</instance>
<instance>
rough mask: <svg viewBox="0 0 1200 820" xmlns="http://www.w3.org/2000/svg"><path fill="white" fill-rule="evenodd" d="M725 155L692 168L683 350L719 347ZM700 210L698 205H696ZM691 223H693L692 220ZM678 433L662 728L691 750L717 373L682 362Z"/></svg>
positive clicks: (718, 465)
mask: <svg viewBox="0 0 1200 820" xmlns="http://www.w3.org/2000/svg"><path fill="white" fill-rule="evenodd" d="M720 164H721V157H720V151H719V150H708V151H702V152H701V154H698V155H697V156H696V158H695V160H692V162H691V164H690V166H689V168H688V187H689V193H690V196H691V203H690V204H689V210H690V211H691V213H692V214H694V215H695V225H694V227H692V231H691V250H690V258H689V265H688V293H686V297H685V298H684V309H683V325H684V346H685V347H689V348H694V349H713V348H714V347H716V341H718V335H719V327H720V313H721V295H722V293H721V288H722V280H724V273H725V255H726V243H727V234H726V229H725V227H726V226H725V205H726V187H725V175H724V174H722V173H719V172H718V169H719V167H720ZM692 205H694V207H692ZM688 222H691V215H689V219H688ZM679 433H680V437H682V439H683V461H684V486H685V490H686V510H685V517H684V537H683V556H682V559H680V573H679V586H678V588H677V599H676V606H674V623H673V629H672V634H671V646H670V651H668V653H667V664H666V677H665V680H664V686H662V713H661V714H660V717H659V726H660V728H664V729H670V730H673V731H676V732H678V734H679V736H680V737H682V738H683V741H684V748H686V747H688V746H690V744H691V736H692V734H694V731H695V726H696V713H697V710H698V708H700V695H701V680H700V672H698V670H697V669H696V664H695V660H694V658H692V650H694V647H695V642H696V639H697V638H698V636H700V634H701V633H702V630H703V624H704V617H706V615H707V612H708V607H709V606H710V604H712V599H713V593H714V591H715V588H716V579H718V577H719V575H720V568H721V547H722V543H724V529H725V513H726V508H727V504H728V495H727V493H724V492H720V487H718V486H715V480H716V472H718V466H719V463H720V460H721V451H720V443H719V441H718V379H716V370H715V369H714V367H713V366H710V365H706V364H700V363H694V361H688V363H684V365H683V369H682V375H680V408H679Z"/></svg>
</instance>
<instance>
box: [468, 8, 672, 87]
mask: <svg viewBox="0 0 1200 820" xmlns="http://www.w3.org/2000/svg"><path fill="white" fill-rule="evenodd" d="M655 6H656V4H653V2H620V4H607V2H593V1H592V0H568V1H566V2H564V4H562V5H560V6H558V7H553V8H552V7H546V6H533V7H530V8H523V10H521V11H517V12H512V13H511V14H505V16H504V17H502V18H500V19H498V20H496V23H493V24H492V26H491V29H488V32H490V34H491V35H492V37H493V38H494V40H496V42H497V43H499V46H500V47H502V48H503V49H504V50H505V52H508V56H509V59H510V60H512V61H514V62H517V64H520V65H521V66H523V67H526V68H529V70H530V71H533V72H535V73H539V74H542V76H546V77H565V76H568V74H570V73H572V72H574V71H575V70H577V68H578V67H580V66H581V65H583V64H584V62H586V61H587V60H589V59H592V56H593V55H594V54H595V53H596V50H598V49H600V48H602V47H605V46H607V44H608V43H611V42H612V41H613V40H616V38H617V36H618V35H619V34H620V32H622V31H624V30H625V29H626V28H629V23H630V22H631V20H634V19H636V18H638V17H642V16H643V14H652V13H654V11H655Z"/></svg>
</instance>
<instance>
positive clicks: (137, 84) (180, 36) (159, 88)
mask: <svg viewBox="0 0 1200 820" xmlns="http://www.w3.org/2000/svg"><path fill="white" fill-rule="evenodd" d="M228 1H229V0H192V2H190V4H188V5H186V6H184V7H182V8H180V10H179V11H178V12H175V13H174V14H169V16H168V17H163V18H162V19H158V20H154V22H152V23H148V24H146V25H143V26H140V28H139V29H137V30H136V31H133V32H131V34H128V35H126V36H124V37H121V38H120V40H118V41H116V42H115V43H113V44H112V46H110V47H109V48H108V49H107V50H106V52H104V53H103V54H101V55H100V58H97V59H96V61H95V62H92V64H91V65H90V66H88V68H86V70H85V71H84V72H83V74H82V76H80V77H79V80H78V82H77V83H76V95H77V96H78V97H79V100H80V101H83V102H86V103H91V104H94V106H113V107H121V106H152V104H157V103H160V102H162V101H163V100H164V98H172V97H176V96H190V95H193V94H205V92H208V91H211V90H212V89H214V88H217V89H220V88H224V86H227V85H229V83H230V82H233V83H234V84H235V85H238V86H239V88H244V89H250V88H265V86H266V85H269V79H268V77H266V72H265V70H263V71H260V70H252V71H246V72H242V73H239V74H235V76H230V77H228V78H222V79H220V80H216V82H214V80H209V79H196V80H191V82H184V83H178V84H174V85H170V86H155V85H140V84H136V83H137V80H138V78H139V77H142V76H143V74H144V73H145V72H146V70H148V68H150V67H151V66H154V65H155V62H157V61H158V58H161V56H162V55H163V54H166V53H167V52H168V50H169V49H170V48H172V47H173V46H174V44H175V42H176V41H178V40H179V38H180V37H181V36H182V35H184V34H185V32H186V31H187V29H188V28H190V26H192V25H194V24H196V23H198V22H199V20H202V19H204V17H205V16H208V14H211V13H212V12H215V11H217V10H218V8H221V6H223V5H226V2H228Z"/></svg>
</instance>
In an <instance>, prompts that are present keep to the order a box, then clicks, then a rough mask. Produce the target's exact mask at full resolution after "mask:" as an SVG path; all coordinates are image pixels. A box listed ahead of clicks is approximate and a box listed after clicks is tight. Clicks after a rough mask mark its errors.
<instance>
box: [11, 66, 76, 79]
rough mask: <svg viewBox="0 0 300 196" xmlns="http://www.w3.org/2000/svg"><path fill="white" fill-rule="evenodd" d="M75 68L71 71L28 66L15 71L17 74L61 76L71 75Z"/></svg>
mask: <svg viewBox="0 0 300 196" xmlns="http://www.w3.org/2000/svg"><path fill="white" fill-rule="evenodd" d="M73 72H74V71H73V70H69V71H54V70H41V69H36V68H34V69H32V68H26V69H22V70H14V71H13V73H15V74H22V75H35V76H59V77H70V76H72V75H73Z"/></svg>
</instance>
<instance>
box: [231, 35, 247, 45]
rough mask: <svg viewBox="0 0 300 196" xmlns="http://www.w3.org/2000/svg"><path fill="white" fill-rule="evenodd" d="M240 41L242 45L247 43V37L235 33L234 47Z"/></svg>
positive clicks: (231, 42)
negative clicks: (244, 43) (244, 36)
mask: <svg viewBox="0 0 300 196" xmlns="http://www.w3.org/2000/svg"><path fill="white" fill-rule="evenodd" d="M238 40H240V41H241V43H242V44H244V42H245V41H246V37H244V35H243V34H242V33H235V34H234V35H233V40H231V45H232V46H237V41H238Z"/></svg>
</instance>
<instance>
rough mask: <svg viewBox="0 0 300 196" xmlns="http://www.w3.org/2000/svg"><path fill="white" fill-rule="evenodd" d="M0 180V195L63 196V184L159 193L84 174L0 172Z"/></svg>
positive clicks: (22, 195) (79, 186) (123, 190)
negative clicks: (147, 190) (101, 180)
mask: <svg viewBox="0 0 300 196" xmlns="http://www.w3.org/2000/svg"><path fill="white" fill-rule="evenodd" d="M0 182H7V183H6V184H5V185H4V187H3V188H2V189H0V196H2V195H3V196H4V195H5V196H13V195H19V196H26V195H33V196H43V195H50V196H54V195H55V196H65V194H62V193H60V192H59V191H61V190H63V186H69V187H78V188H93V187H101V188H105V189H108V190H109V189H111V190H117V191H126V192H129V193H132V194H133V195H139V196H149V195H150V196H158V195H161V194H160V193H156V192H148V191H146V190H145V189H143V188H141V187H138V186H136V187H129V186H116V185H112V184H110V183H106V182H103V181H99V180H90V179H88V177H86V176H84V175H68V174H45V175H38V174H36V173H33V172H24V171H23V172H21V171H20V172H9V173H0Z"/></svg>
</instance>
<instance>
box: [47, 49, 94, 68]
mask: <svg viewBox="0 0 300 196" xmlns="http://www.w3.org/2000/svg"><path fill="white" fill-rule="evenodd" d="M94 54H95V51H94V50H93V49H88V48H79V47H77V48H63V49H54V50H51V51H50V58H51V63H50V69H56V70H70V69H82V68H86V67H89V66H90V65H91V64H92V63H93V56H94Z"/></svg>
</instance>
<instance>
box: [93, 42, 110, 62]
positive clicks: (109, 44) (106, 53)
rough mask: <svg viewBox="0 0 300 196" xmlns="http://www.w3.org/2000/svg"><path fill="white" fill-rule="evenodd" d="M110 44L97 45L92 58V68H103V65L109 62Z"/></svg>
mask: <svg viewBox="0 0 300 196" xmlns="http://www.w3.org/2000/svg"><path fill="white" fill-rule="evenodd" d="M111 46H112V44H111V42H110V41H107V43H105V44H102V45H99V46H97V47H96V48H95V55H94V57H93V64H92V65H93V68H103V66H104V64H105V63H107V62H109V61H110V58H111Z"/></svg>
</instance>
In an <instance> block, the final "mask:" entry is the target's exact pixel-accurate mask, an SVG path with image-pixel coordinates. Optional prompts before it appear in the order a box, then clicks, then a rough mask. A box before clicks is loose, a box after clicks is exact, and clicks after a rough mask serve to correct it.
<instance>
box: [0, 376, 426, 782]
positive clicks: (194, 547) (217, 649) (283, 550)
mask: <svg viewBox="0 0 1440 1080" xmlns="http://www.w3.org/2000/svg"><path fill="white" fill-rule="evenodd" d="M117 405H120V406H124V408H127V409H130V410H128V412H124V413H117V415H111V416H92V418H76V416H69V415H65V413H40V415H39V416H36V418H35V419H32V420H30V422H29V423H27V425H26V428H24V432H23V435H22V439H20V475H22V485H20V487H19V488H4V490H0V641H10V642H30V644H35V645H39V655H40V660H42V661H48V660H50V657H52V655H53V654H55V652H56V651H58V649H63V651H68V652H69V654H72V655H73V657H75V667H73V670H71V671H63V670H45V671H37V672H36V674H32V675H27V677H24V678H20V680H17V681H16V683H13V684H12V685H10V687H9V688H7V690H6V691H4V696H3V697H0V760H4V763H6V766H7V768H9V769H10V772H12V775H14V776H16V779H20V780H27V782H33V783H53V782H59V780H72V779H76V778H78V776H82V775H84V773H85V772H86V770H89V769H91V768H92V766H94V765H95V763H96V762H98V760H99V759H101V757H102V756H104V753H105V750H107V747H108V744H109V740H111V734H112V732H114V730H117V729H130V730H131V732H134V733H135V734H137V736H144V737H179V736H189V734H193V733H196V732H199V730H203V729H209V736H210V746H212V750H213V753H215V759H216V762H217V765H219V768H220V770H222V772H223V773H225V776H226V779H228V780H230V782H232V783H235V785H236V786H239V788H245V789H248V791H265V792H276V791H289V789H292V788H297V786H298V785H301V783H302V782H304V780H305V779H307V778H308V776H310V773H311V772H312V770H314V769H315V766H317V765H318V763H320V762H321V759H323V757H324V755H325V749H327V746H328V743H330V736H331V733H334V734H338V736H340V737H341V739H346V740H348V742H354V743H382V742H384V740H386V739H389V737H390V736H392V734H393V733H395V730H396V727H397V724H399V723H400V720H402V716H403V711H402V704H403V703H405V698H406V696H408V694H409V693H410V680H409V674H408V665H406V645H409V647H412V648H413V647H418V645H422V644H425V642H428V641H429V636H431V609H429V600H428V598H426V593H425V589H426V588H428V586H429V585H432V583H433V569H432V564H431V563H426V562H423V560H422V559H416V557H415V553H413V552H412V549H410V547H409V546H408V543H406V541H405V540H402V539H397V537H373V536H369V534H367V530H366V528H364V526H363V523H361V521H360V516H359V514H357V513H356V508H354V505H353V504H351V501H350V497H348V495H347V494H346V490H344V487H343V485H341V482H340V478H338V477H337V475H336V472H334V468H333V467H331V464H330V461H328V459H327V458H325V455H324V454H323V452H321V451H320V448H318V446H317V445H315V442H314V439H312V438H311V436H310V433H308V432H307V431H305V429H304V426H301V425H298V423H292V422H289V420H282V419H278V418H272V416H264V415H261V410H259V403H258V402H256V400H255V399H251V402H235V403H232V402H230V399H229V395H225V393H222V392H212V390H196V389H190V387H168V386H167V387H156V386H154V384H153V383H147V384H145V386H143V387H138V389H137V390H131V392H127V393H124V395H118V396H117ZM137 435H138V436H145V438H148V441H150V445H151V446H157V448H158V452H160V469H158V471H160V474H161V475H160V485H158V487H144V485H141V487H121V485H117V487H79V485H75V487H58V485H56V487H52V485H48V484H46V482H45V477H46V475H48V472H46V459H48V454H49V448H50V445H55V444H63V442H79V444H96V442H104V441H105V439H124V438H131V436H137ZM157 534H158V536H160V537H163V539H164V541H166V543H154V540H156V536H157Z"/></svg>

*WHAT YOU WILL DO:* Look through the entries and return every line where "prompts" appears.

*RESPONSE TO THE EXERCISE:*
In an <instance>, prompts that are present keep to the order a box, then clicks, then a rough mask. Produce the target's exact mask at full resolution after "mask:" as an SVG path; all coordinates are image pixels. A box listed ahead of clicks is approximate and a box listed after clicks is tight. Clicks after a rough mask mark its errors.
In an <instance> block, the final "mask:" entry is the target's exact pixel-accurate mask, an SVG path with image-pixel coordinates. Optional prompts before it appear in the order a box, then clicks, then a rough mask. A box before clicks is loose, a box after clicks is exact, and clicks after a rough mask serve to correct it.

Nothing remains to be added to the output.